◆ 課題一覧:
1/ 本文によると、筆者は新しい愛唱歌「トーチベアラーズ」を何度も何度も聴いています。本文が示すその理由を説明してください。
2/ 本文について、次の問いに答えてください。
(a) 欧州広布サミットはどの都市で開かれ、何カ国の代表が集いましたか。
(b) 作詞に当たり、青年たちは何という歌を学び合いましたか。
(c) 歌詞の中で、正義の松明を持つ人は何のために立つと謳われていますか。
____ 本文抜粋
恩師の生誕百二十周年​​ 2020年02月07日


いざ往かん 師弟共戦の広布旅
青年の歌声こそ、希望の暁鐘である。
いかなる吹雪の闇夜も越え、新たな黎明を決然と告げゆく響きなのだ。
この一月、欧州の青年たちが届けてくれた、素晴らしい歌声を聴いた。
ドイツのフランクフルトに三十五カ国の代表が集った欧州広布サミットの際、男女青年部の友が披露した新しい愛唱歌「トーチベアラーズ(松明を持つ人)」である。
「私たちは正義の松明を持つ人 正義のために立つ」「勇気の松明を持つ人 光り輝くために戦う」「自由の松明を持つ人 全人類のために」と、誇り高く謳われている。
作詞に当たり、青年たちは、恩師・戸田城聖先生が法難を戦い越える中で作られた「同志の歌」を学び合ったという。
「旗持つ若人」よ「競うて来たれ」という恩師の熱願に呼応して、一人ひとりが「仏法の人間主義の旗」「広布大願の松明」を持つ若人たらんとの決意を込めたのだ。
その心を戸田先生に届ける思いで、私は何度も何度も聴いた。
________
____ 抽出記録
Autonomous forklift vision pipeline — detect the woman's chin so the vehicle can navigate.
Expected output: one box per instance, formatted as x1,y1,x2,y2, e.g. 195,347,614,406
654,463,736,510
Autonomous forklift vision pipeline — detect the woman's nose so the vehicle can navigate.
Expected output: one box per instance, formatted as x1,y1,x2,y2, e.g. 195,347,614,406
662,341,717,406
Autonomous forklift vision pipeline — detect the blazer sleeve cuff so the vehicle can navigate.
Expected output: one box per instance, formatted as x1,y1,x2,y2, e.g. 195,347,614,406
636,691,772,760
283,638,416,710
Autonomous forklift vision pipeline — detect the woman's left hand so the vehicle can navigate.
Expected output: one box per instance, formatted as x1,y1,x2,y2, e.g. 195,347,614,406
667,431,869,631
________
◆ 解答例:
1/ 青年たちの心を戸田先生に届ける思いからです。その心とは、恩師の熱願に呼応し、一人ひとりが「仏法の人間主義の旗」「広布大願の松明」を持つ若人になろうとする決意です。

2/
(a) ドイツのフランクフルトで開かれ、三十五カ国の代表が集いました。
(b) 戸田城聖先生が作られた「同志の歌」です。
(c) 正義のために立つと謳われています。